--- START OF Listed entries ---

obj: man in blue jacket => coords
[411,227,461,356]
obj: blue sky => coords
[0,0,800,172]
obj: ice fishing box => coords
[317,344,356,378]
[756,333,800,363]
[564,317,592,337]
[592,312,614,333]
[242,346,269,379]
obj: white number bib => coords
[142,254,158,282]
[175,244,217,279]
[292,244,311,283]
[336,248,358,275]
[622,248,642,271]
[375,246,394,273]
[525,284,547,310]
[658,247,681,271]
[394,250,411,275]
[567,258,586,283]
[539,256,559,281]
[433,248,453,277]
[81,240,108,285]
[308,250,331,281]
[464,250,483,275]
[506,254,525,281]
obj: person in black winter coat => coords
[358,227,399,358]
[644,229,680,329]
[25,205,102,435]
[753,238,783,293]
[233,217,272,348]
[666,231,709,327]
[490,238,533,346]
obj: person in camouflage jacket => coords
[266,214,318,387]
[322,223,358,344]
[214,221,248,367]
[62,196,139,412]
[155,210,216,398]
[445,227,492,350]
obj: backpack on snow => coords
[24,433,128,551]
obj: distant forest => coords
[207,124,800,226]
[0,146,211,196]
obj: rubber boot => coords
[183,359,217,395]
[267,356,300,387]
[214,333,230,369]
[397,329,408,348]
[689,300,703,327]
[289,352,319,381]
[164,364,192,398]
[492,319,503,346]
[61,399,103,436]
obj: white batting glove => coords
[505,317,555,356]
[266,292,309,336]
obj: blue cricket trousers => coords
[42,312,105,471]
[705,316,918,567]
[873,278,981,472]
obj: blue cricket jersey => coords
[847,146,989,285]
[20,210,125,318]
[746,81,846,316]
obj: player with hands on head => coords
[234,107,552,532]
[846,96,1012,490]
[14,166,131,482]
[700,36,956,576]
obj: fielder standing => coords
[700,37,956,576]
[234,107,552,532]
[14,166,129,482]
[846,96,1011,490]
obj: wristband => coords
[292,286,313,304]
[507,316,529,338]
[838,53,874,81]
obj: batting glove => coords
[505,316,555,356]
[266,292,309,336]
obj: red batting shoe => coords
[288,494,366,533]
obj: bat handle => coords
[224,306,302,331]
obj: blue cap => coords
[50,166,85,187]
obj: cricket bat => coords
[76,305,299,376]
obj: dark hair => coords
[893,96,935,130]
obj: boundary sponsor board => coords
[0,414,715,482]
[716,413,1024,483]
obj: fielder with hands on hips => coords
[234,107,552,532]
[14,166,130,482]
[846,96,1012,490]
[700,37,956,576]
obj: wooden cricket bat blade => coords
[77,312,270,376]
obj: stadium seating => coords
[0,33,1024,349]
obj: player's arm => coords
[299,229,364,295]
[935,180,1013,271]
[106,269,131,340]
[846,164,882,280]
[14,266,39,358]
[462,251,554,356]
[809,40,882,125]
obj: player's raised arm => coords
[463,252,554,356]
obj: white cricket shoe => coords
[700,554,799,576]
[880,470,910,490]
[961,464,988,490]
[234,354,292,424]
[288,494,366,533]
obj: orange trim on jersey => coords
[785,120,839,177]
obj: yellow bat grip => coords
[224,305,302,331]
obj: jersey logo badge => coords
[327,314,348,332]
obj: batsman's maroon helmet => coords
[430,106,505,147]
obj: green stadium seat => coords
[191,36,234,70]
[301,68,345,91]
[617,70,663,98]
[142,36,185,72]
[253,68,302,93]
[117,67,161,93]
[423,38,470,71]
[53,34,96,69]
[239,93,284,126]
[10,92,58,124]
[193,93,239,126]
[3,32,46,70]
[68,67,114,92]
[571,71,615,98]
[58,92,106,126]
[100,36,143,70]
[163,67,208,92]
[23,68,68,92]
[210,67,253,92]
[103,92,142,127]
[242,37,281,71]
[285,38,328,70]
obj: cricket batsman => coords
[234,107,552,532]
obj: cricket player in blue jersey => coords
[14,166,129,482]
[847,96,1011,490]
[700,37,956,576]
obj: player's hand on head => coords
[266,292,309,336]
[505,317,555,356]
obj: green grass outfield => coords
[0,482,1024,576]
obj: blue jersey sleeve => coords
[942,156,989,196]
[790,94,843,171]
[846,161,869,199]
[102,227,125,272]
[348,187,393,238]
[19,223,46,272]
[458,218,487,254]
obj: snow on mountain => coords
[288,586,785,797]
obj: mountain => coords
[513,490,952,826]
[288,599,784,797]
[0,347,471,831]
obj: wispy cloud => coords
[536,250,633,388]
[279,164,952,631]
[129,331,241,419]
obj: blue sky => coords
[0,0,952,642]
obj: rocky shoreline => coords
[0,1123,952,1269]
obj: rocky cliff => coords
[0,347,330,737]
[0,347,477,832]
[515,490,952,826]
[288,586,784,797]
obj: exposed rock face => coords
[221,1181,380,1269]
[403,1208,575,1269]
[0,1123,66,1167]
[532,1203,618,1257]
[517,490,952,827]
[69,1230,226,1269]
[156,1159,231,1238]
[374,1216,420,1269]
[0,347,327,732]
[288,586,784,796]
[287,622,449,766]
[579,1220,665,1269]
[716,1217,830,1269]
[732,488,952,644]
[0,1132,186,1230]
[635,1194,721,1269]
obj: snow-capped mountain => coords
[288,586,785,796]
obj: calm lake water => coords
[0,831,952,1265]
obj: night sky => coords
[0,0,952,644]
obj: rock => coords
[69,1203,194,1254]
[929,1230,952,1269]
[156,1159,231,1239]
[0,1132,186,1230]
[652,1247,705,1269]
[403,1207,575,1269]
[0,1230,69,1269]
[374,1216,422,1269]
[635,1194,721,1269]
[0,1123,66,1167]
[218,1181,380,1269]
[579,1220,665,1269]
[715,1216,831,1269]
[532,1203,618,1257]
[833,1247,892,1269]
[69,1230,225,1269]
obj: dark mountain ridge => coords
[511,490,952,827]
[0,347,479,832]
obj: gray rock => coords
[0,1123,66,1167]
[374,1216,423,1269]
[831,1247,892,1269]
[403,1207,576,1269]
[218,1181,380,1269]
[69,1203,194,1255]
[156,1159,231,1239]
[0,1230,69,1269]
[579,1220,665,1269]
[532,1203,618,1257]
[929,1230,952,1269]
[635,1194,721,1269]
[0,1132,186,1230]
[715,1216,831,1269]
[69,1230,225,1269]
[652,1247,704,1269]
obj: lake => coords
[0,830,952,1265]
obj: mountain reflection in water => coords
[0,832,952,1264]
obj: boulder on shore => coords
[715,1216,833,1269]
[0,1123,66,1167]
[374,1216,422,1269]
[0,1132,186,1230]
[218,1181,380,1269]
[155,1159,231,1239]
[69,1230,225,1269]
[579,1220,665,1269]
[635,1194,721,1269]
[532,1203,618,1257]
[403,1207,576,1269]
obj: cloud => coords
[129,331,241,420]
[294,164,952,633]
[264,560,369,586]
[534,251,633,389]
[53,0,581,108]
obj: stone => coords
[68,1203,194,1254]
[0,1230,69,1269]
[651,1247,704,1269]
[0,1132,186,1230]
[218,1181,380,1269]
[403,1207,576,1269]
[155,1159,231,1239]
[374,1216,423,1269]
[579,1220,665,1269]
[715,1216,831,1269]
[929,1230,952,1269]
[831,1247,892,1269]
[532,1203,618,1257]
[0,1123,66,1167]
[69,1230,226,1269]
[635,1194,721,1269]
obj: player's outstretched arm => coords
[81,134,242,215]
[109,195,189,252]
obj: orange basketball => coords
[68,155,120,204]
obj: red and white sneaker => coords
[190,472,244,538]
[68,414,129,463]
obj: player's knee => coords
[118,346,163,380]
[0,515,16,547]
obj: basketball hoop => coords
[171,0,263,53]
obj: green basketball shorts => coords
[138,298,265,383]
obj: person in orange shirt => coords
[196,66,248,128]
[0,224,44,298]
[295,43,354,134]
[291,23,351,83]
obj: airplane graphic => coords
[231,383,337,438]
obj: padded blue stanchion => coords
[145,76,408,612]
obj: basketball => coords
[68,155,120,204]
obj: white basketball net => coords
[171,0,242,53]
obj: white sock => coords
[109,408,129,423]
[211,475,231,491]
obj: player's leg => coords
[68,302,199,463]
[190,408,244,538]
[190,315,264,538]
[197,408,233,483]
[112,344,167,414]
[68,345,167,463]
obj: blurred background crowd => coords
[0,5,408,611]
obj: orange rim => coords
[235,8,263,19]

--- END OF Listed entries ---

Copy out everything from the line containing "obj: orange basketball => coords" down to the end of the records, both ends included, keeping every line unchanged.

## Correct answer
obj: orange basketball => coords
[68,155,120,204]
obj: red and white sneaker => coords
[190,472,244,538]
[68,414,129,463]
obj: player's knee => coords
[118,346,163,380]
[0,515,16,547]
obj: basketball hoop => coords
[171,0,263,53]
obj: green basketball shorts => coords
[138,298,265,383]
obj: person in orange shirt => coords
[196,66,248,128]
[0,224,44,298]
[295,43,354,134]
[291,23,351,83]
obj: airplane graphic => coords
[231,383,337,438]
obj: padded blue stanchion => coords
[145,76,408,612]
obj: basketball => coords
[68,155,120,204]
obj: white basketball net => coords
[171,0,242,53]
obj: white sock => coords
[109,408,129,423]
[211,475,231,491]
obj: player's leg => coords
[68,302,199,463]
[190,408,244,538]
[190,315,264,538]
[197,408,233,483]
[112,344,167,414]
[68,345,167,463]
obj: blurred background crowd => coords
[0,5,408,611]
obj: orange rim => coords
[235,8,263,19]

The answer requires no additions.